Top of EXERCISE DATA
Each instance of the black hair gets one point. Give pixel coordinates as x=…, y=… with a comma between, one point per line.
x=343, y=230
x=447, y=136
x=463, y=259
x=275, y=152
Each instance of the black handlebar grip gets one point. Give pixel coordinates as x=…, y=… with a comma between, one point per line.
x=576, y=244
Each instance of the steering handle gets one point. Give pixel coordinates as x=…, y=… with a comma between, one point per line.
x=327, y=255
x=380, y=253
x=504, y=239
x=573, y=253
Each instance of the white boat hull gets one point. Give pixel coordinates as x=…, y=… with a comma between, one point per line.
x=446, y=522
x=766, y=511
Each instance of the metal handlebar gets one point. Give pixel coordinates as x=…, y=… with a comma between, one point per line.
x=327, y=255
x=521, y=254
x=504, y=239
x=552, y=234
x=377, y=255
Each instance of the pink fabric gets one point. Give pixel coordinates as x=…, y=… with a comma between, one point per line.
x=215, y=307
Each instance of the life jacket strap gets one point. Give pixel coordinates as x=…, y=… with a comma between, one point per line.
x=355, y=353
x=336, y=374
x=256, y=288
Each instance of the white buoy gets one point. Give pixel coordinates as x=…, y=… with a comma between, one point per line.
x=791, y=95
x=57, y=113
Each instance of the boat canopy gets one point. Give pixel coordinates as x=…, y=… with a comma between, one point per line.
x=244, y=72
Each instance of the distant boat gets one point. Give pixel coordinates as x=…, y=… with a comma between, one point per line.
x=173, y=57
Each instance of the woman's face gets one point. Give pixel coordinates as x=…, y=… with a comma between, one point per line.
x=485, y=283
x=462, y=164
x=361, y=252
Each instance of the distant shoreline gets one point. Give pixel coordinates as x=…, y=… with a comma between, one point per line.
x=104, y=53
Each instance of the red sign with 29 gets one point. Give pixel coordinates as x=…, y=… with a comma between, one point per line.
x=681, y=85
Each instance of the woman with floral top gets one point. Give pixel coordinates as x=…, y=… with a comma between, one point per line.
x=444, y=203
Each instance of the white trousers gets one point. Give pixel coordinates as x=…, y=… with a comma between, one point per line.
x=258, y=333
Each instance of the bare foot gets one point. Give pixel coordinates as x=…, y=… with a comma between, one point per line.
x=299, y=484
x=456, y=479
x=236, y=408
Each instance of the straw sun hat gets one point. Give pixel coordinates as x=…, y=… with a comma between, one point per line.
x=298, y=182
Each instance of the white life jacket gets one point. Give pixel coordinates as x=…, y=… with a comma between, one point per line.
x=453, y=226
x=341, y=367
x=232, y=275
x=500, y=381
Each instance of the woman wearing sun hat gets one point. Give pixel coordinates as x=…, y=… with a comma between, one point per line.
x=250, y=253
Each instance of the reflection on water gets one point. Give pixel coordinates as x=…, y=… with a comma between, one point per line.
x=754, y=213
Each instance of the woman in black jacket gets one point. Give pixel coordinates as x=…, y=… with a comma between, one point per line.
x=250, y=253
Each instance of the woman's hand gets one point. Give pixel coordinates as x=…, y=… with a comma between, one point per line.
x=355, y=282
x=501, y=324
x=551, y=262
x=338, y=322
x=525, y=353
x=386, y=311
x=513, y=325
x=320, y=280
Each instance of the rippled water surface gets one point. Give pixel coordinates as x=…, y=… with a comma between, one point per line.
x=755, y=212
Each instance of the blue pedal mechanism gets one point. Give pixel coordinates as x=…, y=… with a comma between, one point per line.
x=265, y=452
Bottom of EXERCISE DATA
→ EXERCISE GOAL
Whatever lies between the line containing "Each instance of the blue" and the final line above, both included, must be returned exactly.

→ PROBLEM SOLUTION
Each instance of the blue pedal mechanism gets one point. Give pixel coordinates as x=…, y=… with a comma between, one point per line.
x=265, y=452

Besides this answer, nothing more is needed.